## [Text to read]

The Jewish Community

The history of the Jews in the town is connected with the history of the Jews in Volhynia. This part of the country was annexed to Russia in the partition of Poland among Russia, Austria and Prussia 122which took place in 1793. The town belonged to Russia for years and the Jewish community was connected to the large Jewish centres in Odessa, Kiev, Moscow and Peterburg. They were part of the two million Jews, the majority of the Jewish people, which at that time had been annexed to Russia.

The Volhynian Jews were active in Jewish cultural life as an active part of Russian Jewry until the First World War. At the end of that war, Volhynia was partitioned, the eastern half going to Russia, and the western to Poland. After having passed from hand to hand several times, Rozhishch became Polish. Connections with the Jewish cultural centres in Russia were severed. New ties were developed with Warsaw and the west, however, all this lasted only about 20 years.

In 1939, Rozhishch, like all Volhynia, was transferred to the USSR, as provided for in the Molotov-Ribentrop agreement. In the Second World War, it was captured by the Nazis, and the entire Jewish community was slaughtered on 10 Elul 1942. Now the town belongs to the USSR, but there are no Jews at all left there.

The Jews of Volhynia had developed a special way of life, their own accent in Yiddish and Hebrew. There was Hassidism but without fanaticism and a special method of study in the Yeshivas. They excelled in their industry, their simplicity, and their honesty. They were active in all streams of stormy Jewish political and spiritual life of the end of the last century and the first four decades of this century.

Haim Nachman Bialik, the Hebrew poet laureate, in whose work nature, the rebellion against Jewish ways of life in the Diaspora, and the awakening of nationalism heralding a new way of Jewish life are reflected, was a native of a village near Zhitomir. The author, Eliezer Smoli, is a native of Rozhishch.

## [What is needed]
Could you repeat the stretch from "The history of the Jews in the" through "annexed to Russia." in the text on the Jewish community, substituting "division" for "partition"?

## [Data records]
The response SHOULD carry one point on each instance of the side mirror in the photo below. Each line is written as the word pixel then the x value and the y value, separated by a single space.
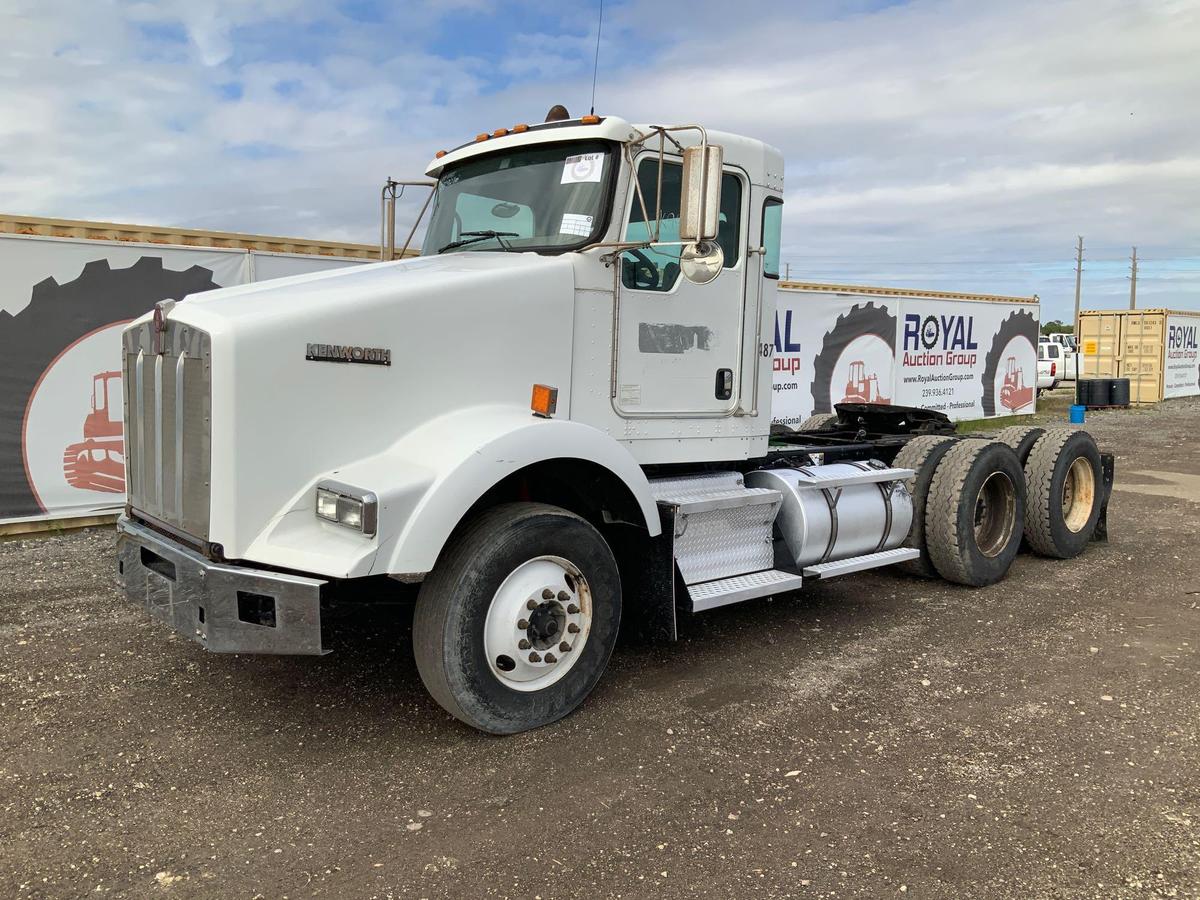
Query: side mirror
pixel 700 205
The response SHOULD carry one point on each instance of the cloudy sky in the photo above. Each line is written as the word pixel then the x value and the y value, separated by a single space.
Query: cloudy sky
pixel 945 144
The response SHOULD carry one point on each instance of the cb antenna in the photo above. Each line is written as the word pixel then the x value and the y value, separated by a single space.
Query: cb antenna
pixel 595 65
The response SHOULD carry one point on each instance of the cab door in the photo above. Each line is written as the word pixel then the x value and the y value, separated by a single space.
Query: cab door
pixel 679 343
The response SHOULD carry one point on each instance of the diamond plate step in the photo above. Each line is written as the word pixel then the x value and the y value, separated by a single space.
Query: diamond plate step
pixel 723 592
pixel 721 527
pixel 833 479
pixel 687 485
pixel 690 503
pixel 857 564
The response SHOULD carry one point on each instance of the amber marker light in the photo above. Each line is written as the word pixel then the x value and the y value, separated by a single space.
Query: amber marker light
pixel 545 400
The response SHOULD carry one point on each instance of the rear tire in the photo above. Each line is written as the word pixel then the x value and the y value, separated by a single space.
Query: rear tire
pixel 466 629
pixel 975 513
pixel 1021 438
pixel 821 421
pixel 922 455
pixel 1065 486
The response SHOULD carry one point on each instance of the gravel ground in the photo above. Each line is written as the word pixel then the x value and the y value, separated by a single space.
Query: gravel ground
pixel 869 737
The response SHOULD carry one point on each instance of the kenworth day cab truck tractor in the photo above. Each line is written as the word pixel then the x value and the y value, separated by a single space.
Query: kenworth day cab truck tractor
pixel 553 421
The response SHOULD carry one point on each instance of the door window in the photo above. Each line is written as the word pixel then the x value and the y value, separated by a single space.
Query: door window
pixel 772 231
pixel 658 268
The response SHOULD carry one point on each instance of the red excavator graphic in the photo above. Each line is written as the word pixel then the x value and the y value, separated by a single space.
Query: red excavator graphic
pixel 97 462
pixel 863 388
pixel 1014 393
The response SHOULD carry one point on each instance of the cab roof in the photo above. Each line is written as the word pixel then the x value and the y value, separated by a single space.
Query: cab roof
pixel 762 162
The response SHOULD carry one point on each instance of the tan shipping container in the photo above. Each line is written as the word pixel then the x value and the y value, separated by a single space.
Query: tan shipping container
pixel 1138 345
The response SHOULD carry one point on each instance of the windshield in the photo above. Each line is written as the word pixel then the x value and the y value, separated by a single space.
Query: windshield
pixel 547 197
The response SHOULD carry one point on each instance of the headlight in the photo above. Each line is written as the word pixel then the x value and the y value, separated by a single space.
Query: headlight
pixel 348 507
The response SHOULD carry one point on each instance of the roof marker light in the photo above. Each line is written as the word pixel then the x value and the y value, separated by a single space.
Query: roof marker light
pixel 544 401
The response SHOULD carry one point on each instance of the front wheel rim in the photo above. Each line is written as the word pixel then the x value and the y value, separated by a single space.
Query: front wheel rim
pixel 538 623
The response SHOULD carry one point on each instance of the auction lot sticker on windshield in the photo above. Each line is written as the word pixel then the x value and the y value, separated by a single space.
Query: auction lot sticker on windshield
pixel 582 168
pixel 575 223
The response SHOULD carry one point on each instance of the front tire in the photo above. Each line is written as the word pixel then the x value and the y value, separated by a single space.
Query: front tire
pixel 519 564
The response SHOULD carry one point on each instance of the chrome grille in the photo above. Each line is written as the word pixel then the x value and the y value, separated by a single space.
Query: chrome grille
pixel 167 412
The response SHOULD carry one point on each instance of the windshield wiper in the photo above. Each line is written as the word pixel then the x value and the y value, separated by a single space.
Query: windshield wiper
pixel 475 237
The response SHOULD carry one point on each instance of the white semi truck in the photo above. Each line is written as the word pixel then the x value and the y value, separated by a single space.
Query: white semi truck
pixel 553 423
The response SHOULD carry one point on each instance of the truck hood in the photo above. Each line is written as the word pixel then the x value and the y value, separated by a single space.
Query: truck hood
pixel 457 330
pixel 348 285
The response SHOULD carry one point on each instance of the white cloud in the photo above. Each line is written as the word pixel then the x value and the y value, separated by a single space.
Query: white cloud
pixel 940 142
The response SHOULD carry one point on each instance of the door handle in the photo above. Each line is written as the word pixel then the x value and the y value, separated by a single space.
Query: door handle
pixel 724 383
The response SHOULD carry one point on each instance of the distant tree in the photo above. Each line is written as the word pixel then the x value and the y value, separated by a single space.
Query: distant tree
pixel 1056 328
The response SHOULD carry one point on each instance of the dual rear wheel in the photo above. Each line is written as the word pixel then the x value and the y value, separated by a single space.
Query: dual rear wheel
pixel 975 501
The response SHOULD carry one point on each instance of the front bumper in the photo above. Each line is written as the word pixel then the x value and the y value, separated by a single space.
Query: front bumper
pixel 226 609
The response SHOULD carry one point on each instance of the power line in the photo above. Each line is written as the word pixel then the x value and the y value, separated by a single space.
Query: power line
pixel 1079 276
pixel 595 63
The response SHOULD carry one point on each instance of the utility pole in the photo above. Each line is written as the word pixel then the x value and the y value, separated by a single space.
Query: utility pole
pixel 1133 280
pixel 1079 277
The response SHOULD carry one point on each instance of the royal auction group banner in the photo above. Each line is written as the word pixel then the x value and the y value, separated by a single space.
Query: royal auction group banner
pixel 1181 365
pixel 965 357
pixel 63 306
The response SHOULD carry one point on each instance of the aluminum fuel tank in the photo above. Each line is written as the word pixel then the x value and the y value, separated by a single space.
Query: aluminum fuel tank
pixel 823 517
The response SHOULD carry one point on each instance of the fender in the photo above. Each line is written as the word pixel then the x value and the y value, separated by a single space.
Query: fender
pixel 463 455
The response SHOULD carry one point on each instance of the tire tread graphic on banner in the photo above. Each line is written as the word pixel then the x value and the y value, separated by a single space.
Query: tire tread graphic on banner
pixel 1019 324
pixel 57 317
pixel 862 319
pixel 821 421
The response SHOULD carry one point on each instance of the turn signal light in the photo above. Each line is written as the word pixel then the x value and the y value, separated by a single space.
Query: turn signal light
pixel 545 400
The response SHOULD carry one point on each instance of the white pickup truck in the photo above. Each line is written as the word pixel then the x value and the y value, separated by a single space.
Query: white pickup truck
pixel 1063 352
pixel 1050 367
pixel 553 423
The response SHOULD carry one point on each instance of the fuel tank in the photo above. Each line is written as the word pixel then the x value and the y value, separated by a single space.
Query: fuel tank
pixel 840 510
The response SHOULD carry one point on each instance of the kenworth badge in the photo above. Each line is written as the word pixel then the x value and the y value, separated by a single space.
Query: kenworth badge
pixel 346 353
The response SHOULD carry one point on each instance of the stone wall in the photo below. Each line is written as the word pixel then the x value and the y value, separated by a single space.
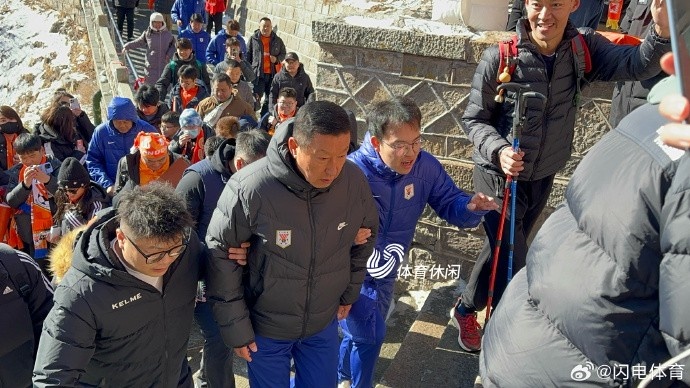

## [Response below]
The history of the Jews in the town is connected with the history of the Jews in Volhynia. This part of the country was annexed to Russia in the division of Poland among Russia, Austria and Prussia 122which took place in 1793. The town belonged to Russia for years and the Jewish community was connected to the large Jewish centres in Odessa, Kiev, Moscow and Peterburg. They were part of the two million Jews, the majority of the Jewish people, which at that time had been annexed to Russia.